- Problem statement
Restate all of the data exactly.
==*==
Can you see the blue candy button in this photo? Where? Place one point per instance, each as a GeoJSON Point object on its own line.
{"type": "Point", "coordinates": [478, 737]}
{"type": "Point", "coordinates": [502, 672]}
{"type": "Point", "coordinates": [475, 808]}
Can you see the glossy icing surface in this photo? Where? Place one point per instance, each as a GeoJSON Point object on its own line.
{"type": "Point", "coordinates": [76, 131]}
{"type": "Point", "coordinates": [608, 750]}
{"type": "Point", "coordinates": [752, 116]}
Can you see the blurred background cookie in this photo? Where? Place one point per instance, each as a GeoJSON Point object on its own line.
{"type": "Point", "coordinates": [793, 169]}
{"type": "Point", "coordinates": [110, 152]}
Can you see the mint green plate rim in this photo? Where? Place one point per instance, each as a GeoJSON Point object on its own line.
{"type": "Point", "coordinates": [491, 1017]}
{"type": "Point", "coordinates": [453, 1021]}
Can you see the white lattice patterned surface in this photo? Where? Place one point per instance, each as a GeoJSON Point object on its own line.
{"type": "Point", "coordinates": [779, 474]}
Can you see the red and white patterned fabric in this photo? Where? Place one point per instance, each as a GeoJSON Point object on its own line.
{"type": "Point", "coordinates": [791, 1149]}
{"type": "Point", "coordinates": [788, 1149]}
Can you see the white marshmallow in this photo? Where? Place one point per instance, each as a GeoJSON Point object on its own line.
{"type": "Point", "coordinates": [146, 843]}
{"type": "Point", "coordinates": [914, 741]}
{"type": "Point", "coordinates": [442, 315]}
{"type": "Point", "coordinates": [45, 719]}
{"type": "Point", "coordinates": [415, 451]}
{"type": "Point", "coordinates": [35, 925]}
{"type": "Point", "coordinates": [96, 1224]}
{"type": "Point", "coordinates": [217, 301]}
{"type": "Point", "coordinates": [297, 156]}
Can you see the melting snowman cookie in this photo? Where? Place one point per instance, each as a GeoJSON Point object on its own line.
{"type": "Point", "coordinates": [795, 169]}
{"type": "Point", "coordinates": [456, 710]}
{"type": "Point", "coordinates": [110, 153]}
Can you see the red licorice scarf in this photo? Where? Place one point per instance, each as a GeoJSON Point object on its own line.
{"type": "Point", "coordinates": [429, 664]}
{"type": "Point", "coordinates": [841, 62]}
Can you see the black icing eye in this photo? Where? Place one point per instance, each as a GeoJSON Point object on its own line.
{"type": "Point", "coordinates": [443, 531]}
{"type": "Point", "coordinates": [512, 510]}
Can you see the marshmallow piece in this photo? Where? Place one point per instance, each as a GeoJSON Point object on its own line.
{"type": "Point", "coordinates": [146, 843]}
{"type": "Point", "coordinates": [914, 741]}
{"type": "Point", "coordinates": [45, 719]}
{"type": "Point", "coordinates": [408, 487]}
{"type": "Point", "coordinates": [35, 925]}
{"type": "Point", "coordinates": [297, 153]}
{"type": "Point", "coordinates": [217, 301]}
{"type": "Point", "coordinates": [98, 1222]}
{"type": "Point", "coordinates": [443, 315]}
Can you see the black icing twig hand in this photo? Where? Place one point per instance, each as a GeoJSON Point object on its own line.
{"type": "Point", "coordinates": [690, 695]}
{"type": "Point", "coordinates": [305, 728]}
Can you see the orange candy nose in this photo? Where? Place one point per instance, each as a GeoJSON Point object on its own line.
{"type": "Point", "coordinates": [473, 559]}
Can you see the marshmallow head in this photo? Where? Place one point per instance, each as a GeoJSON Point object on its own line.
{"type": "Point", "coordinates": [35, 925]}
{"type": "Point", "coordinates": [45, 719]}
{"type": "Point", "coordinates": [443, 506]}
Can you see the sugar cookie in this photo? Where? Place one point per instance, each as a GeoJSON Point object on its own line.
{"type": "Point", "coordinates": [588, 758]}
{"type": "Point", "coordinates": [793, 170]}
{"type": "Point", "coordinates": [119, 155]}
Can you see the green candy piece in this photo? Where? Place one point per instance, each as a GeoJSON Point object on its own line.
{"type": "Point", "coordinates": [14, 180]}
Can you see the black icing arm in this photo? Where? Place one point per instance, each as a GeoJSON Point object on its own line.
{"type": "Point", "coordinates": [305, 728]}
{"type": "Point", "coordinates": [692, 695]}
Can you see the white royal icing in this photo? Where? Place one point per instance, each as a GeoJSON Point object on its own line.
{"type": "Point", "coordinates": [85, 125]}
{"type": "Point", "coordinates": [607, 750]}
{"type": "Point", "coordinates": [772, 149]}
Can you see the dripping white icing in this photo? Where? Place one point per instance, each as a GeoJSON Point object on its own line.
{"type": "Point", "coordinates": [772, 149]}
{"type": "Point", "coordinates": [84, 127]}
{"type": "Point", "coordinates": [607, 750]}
==*==
- Answer to the problem
Can you see the blue candy button in this photo? Where? Place one point per instance, each as a GeoJSON Point object on its own line.
{"type": "Point", "coordinates": [478, 737]}
{"type": "Point", "coordinates": [502, 672]}
{"type": "Point", "coordinates": [475, 808]}
Can you see the glossy icing surface in this photo? Where? Place one point per instance, each as a GeoJSON Point object on its own line.
{"type": "Point", "coordinates": [76, 131]}
{"type": "Point", "coordinates": [608, 750]}
{"type": "Point", "coordinates": [752, 116]}
Can you see the blurred background cookie in this photo? Where? Place one point per instance, each as a GeoJSON Point object on its own line.
{"type": "Point", "coordinates": [793, 169]}
{"type": "Point", "coordinates": [110, 152]}
Can you see the mint green plate rim in this photo? Where? Place one point per instance, each as a GeoJSON Point object on its own line.
{"type": "Point", "coordinates": [491, 1017]}
{"type": "Point", "coordinates": [453, 1021]}
Can you see the white lattice patterned surface in this photo? Where? Place one point per instance, each as a GeoJSON Point object on its own line.
{"type": "Point", "coordinates": [779, 474]}
Can you see the red and white patterned fabric in this photo? Where? Place one point per instance, each as a GeoJSON Point object on its own line.
{"type": "Point", "coordinates": [791, 1149]}
{"type": "Point", "coordinates": [788, 1149]}
Can you see the white marshmallow in this photo? Where? Place one point per instance, each as a GeoJSON Point object on its own line.
{"type": "Point", "coordinates": [146, 843]}
{"type": "Point", "coordinates": [914, 741]}
{"type": "Point", "coordinates": [442, 315]}
{"type": "Point", "coordinates": [45, 719]}
{"type": "Point", "coordinates": [415, 451]}
{"type": "Point", "coordinates": [35, 925]}
{"type": "Point", "coordinates": [96, 1224]}
{"type": "Point", "coordinates": [217, 301]}
{"type": "Point", "coordinates": [297, 156]}
Can you see the melting snowman cookie in this photo? Where? Place one point per instance, each as a GeoJSON Point object on its own line.
{"type": "Point", "coordinates": [795, 169]}
{"type": "Point", "coordinates": [456, 710]}
{"type": "Point", "coordinates": [110, 153]}
Can you see the red licorice scarf in this photo? Where? Place one point per instance, each as a GeoJSON Point object on its own line.
{"type": "Point", "coordinates": [429, 664]}
{"type": "Point", "coordinates": [841, 62]}
Can you see the black icing eye in this photo? Where? Place one point per instance, each as a GeoJSON Point object on its own line.
{"type": "Point", "coordinates": [443, 531]}
{"type": "Point", "coordinates": [512, 510]}
Can you see the marshmallow piece in this photo? Where? Place one point per instance, each as a GeoJSON Point object on its own line.
{"type": "Point", "coordinates": [146, 843]}
{"type": "Point", "coordinates": [914, 741]}
{"type": "Point", "coordinates": [45, 719]}
{"type": "Point", "coordinates": [408, 487]}
{"type": "Point", "coordinates": [35, 925]}
{"type": "Point", "coordinates": [297, 153]}
{"type": "Point", "coordinates": [217, 301]}
{"type": "Point", "coordinates": [98, 1222]}
{"type": "Point", "coordinates": [443, 315]}
Can you see the black icing twig hand in this photo? Where? Place one point per instance, each as a GeoJSON Point object on its own line.
{"type": "Point", "coordinates": [690, 695]}
{"type": "Point", "coordinates": [305, 728]}
Can you see the orange candy nose in this photo? Where? Place one point per instance, each as a GeoJSON Point object on its own line.
{"type": "Point", "coordinates": [473, 559]}
Can you see the marshmallow head in this photo? Where? Place one point per instance, each as a GeoJSON Point object on its own line.
{"type": "Point", "coordinates": [35, 925]}
{"type": "Point", "coordinates": [45, 719]}
{"type": "Point", "coordinates": [443, 506]}
Can you see the sugar cookie in this photo? Where? Place one point per instance, each as a GeoJSON Point object on its own line.
{"type": "Point", "coordinates": [588, 758]}
{"type": "Point", "coordinates": [793, 170]}
{"type": "Point", "coordinates": [119, 155]}
Can you see the green candy piece in this photo? Where? Place one point per instance, each as a GeoJSON Point object on its own line.
{"type": "Point", "coordinates": [14, 180]}
Can you see the black icing arm in this photo? Where? Place one point per instance, each as a GeoJSON Point object on its own line.
{"type": "Point", "coordinates": [305, 728]}
{"type": "Point", "coordinates": [692, 695]}
Can you see the white royal icing in this photo? Where? Place one point per instance, each as a GeoJSON Point object on its own line.
{"type": "Point", "coordinates": [85, 125]}
{"type": "Point", "coordinates": [607, 750]}
{"type": "Point", "coordinates": [772, 149]}
Can you see the dripping white icing in this photo? Where? Place one point per instance, each as a GeoJSON Point object on its own line.
{"type": "Point", "coordinates": [772, 149]}
{"type": "Point", "coordinates": [84, 127]}
{"type": "Point", "coordinates": [607, 750]}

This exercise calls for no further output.